--- Start ---

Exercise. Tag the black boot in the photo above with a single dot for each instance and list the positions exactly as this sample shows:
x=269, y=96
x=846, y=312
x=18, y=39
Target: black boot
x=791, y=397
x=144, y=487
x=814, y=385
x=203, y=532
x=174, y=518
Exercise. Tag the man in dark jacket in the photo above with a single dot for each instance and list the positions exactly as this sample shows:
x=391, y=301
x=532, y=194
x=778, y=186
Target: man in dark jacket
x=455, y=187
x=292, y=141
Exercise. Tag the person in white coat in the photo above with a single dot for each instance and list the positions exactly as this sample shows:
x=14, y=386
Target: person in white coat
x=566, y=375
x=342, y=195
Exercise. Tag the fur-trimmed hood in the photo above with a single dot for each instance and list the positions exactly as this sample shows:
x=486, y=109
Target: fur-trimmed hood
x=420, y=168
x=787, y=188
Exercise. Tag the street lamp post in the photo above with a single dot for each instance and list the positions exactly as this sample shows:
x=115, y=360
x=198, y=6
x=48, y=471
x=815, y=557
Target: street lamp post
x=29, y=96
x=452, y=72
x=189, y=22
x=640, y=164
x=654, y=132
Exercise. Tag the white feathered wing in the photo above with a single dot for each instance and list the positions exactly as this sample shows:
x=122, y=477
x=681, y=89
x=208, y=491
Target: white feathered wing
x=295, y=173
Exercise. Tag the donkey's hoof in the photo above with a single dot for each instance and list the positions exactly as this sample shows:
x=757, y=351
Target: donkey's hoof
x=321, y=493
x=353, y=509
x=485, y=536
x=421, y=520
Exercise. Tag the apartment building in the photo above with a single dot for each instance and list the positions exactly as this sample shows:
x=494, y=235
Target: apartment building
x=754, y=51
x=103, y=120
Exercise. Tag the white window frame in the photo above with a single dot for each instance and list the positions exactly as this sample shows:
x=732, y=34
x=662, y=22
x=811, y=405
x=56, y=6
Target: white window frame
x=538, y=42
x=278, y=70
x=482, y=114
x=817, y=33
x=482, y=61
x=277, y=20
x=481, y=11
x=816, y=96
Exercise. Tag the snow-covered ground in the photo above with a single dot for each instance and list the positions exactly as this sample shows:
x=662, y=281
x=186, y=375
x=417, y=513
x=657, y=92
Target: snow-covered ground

--- End ---

▶ _WORK REQUIRED_:
Copy the data above word for word, from its very first line down to and including the line that contains "x=816, y=96".

▶ _RESULT_:
Exercise. Tag the black boot in the photo above with a single dot for each instance and list the positions exactly as this sample shows:
x=269, y=96
x=846, y=312
x=18, y=39
Target: black boot
x=791, y=397
x=144, y=487
x=814, y=385
x=203, y=532
x=174, y=518
Exercise. Tag the man in dark jacket in the photo above with a single dot for each instance and list the positions exactly as this sample shows:
x=391, y=301
x=532, y=194
x=778, y=186
Target: man in dark jacket
x=455, y=187
x=292, y=141
Exercise. Tag the person in white coat in the photo above with a single dot for each instance and list the positions exactly as this sample shows:
x=14, y=386
Target: person in white coat
x=566, y=375
x=342, y=195
Exercise. Tag the fur-trimmed hood in the photo above with a single dot for each instance and list the positions exactly as this sample shows:
x=486, y=109
Target: fur-trimmed hood
x=420, y=168
x=787, y=188
Exercise. Tag the street lamp post in the photo above with a single dot for each instance and list the positions exactly as this sample shows:
x=115, y=360
x=198, y=6
x=48, y=471
x=815, y=557
Target: street lamp post
x=29, y=96
x=452, y=72
x=189, y=22
x=640, y=164
x=654, y=132
Exercise. Tag the white feathered wing in the photo above with a single dot for each instance and list the positions exactly as this sample shows:
x=122, y=477
x=681, y=89
x=208, y=491
Target: white feathered wing
x=295, y=173
Exercise. Tag the donkey's hoof in the photo above with a single dot for each instance and list the positions exactly as this sample shows:
x=757, y=351
Target: donkey's hoof
x=321, y=493
x=353, y=509
x=485, y=536
x=421, y=520
Exercise. Tag the apartment building in the photo above with a single dot for each instance and list the positions exactly as this sample shows:
x=494, y=235
Target: apartment building
x=754, y=51
x=103, y=120
Exercise. Tag the white window frame in the photo above with a single dot for each instance and list the positions exactly as this sample shows:
x=732, y=34
x=662, y=22
x=811, y=405
x=56, y=6
Target: white window frame
x=538, y=42
x=278, y=70
x=482, y=114
x=817, y=33
x=482, y=61
x=277, y=20
x=481, y=11
x=816, y=96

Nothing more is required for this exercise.